** begin **

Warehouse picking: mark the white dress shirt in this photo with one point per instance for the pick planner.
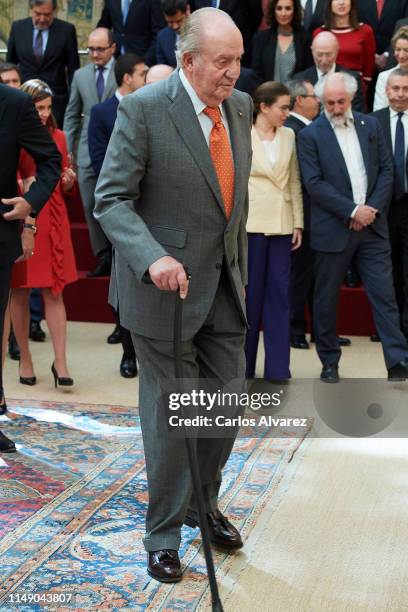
(301, 118)
(393, 122)
(44, 38)
(205, 122)
(350, 147)
(106, 70)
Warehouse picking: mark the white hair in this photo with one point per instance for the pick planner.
(350, 84)
(192, 29)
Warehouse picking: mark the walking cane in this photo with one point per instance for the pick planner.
(192, 453)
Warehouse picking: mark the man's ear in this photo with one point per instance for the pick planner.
(187, 61)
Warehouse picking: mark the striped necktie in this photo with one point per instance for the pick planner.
(221, 155)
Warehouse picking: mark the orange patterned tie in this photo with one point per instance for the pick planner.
(221, 155)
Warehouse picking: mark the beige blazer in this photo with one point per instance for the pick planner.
(275, 193)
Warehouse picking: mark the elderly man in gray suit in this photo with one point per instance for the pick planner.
(92, 84)
(164, 200)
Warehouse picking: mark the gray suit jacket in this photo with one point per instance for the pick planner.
(158, 195)
(82, 98)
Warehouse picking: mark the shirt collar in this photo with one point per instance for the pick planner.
(198, 104)
(394, 114)
(107, 66)
(321, 74)
(349, 119)
(301, 118)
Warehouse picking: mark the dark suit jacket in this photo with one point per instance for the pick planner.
(383, 27)
(138, 35)
(100, 127)
(297, 125)
(264, 51)
(383, 116)
(311, 75)
(318, 17)
(327, 181)
(59, 61)
(166, 47)
(20, 127)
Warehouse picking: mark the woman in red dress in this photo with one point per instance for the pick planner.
(356, 40)
(52, 265)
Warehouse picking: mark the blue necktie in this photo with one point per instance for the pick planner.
(100, 83)
(38, 46)
(125, 9)
(399, 159)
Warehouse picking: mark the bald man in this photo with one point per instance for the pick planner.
(167, 199)
(325, 49)
(159, 72)
(348, 173)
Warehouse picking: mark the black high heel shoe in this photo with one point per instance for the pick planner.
(64, 381)
(28, 380)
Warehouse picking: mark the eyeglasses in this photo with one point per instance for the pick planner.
(98, 49)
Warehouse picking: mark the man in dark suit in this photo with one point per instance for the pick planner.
(130, 71)
(382, 16)
(46, 48)
(182, 141)
(91, 84)
(304, 108)
(325, 49)
(20, 127)
(348, 174)
(135, 24)
(247, 15)
(175, 13)
(394, 122)
(313, 14)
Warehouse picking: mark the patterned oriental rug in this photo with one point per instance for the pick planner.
(72, 506)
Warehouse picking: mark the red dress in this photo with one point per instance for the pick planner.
(53, 263)
(356, 49)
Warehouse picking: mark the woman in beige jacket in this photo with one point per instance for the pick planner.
(275, 223)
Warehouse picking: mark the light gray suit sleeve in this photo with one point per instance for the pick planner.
(118, 189)
(72, 117)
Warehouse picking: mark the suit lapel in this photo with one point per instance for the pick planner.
(329, 137)
(236, 121)
(52, 36)
(185, 119)
(362, 134)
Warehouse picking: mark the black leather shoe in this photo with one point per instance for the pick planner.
(6, 445)
(128, 367)
(352, 279)
(115, 337)
(399, 372)
(36, 332)
(330, 373)
(222, 533)
(102, 268)
(164, 565)
(14, 349)
(299, 342)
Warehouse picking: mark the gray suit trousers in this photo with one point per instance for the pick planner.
(216, 352)
(87, 183)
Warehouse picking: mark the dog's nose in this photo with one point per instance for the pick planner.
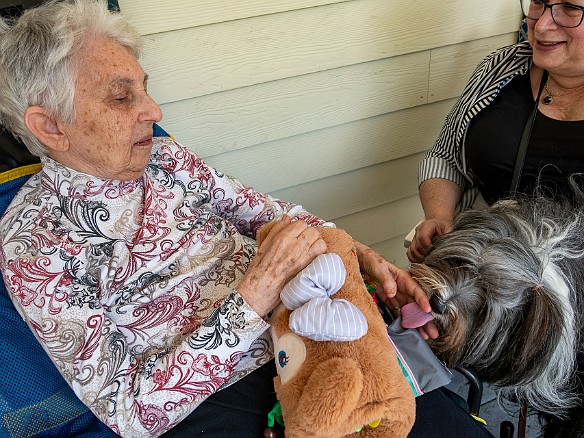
(438, 305)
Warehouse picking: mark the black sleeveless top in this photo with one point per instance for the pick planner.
(555, 151)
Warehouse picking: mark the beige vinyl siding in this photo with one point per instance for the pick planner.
(330, 104)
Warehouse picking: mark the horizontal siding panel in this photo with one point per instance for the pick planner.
(359, 190)
(300, 159)
(452, 66)
(154, 16)
(236, 119)
(384, 222)
(208, 59)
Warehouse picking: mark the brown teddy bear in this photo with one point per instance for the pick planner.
(338, 374)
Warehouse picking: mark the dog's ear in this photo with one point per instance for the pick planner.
(264, 230)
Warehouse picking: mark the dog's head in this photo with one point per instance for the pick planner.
(501, 286)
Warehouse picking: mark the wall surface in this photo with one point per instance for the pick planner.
(327, 103)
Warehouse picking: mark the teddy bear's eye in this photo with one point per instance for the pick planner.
(291, 355)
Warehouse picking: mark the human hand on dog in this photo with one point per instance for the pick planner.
(286, 250)
(425, 232)
(397, 285)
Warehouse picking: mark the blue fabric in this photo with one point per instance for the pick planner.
(35, 401)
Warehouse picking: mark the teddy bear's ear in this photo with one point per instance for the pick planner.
(264, 231)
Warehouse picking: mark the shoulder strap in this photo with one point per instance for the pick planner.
(520, 160)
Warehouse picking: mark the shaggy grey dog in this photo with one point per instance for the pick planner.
(506, 289)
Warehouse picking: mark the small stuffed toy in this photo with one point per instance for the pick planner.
(338, 374)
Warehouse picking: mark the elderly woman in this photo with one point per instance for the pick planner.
(132, 261)
(478, 147)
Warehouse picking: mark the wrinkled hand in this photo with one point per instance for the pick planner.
(422, 241)
(286, 250)
(397, 285)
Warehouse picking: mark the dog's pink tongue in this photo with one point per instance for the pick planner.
(413, 316)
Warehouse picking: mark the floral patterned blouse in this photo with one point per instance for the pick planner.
(130, 285)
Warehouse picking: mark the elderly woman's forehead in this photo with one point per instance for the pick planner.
(111, 63)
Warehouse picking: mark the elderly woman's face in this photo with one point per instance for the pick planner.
(557, 49)
(111, 136)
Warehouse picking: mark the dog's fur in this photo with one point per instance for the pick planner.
(506, 289)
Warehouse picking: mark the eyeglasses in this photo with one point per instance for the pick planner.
(563, 14)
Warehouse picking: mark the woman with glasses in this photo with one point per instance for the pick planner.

** end **

• **Exercise instructions**
Copy the records above from the line containing "Warehouse picking: mark the teddy bear's eye" through the end of the records, requests included, and scale every answer coordinate by 1.05, rounding each result to a whole number with halves going up.

• **Response to the task**
Warehouse picking: mark the teddy bear's eye in this photo with one point per instance for the pick planner.
(306, 373)
Warehouse picking: mark the human hand on dog in this photo with one point per instance for the pick planner.
(300, 263)
(446, 244)
(417, 299)
Warehouse picking: mark the blue fabric in this photo with one point per instance for the pick planner.
(37, 421)
Warehouse picking: mark the teddy bear's ear in this photo with one point per instance for the pick planner.
(277, 243)
Warehouse picking: mark the shoulder strap in this photo with one point per instance for the pick planner.
(546, 168)
Warehouse picking: mark the shaggy grey dog in this photo with one point per instance for the pick planner.
(531, 303)
Warehouse picking: mark the small stuffed toy in this photo with one point per instance for the pick planner.
(355, 393)
Warehouse picking: mark the elderly woman in this photo with one point per instance for the pick planner.
(139, 274)
(502, 154)
Warehouse picking: mark the wrinkled hand in this photo with one point per instance for the pick planner.
(443, 253)
(300, 263)
(417, 299)
Warehouse picking: mark the dog's pink tongue in this photo with one point per instance for the pick planner.
(434, 332)
Warehouse picking: mark the floral patterned blouse in this photo with one point per instance for the pick planner.
(137, 299)
Warehouse picking: mark the elderly woman's forehead in this photo with one point per instance for the pick planner.
(117, 66)
Warehouse picking: mark the elderly woman's face in this photo with one point per instance for the pick planner.
(585, 51)
(117, 143)
Warehouse picking: mark the dog's fur in this photo with one point per instance for the pick planner.
(531, 303)
Warehouse picking: mark the eyeglasses in this photo with one point per instance for the pick planner.
(591, 15)
Warehouse picking: mark the woman with glasses in this photo with one point per instance for the pick planner.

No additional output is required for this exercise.